* _ENREGISTREMENTS_:
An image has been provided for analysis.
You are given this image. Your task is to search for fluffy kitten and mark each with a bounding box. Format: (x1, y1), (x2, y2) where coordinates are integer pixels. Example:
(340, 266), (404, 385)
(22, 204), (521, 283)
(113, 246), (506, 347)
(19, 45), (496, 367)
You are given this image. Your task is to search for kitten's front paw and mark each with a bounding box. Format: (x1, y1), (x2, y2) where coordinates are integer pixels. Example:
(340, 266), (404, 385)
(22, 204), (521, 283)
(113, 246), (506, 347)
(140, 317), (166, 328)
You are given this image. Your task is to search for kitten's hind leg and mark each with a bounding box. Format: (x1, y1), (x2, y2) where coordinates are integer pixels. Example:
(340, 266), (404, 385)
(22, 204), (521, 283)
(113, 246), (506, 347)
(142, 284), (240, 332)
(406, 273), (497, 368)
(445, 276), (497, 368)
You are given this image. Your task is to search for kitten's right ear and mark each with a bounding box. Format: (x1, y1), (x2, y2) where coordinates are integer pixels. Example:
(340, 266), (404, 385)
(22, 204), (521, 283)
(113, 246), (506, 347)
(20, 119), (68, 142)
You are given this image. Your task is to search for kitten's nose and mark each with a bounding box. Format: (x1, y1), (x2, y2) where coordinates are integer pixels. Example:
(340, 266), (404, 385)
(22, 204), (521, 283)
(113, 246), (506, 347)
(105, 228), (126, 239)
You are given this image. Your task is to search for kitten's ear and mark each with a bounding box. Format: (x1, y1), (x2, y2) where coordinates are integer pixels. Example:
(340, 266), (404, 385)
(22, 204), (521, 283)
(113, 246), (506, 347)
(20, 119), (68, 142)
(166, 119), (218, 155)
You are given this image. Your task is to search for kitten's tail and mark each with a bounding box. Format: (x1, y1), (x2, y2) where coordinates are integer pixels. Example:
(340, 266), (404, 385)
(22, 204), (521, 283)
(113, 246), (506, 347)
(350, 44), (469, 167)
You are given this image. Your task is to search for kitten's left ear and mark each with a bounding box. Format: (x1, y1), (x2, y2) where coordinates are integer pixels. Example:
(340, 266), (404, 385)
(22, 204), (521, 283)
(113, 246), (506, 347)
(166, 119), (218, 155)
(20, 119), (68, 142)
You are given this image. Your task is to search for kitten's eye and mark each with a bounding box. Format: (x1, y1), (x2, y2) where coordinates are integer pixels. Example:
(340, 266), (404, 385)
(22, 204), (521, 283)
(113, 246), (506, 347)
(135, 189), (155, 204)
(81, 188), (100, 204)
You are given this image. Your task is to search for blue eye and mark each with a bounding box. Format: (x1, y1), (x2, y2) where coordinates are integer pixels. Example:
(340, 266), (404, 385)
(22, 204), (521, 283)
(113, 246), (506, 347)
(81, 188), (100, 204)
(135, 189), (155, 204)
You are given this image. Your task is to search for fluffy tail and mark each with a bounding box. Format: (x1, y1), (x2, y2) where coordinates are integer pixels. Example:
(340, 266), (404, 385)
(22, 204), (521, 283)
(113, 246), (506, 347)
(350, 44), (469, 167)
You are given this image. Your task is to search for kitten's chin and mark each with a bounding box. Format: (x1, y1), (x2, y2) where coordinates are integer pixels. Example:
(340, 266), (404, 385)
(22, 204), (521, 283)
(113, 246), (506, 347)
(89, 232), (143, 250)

* _CONSIGNE_:
Recopiez à l'identique le passage des enregistrements qui va du tout début jusqu'à la ligne contenant "(19, 45), (496, 367)", bornes comprises.

* _RÉPONSE_:
An image has been provided for analysis.
You are given this image. Your task is to search for fluffy kitten and mark each with a bounding box. Format: (x1, y1), (x2, y2) where coordinates are integer pixels. Example:
(340, 266), (404, 385)
(22, 204), (521, 283)
(113, 246), (506, 347)
(19, 45), (496, 367)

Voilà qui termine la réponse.